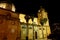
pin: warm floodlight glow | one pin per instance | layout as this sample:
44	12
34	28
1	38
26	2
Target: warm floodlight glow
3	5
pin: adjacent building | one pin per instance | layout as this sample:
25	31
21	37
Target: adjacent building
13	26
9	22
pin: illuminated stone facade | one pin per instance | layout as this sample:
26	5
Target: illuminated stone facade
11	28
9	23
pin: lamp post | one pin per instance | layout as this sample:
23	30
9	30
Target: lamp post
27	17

++++++++++

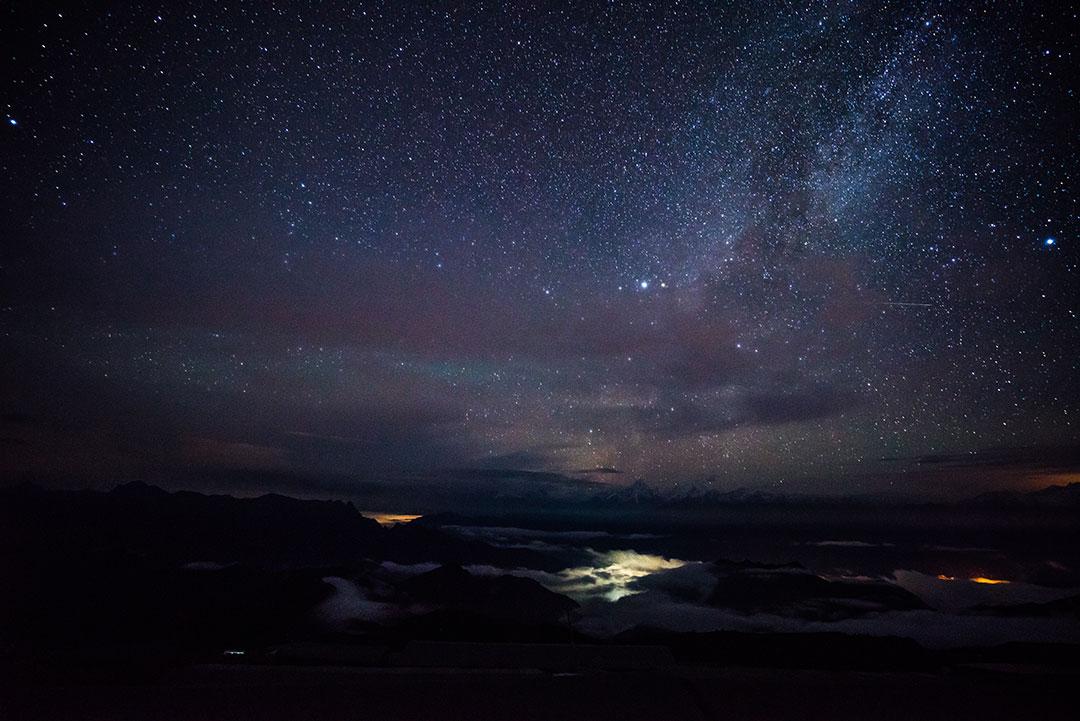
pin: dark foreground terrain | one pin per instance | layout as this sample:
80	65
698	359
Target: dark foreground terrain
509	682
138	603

++++++++++

▸ Prompt:
Report every line of the records above that contains the string "floodlight", matching case exactly.

▸ Output of the task:
pin: warm floodlight glow | one pin per instance | layout as this sample:
Target: warm floodlight glow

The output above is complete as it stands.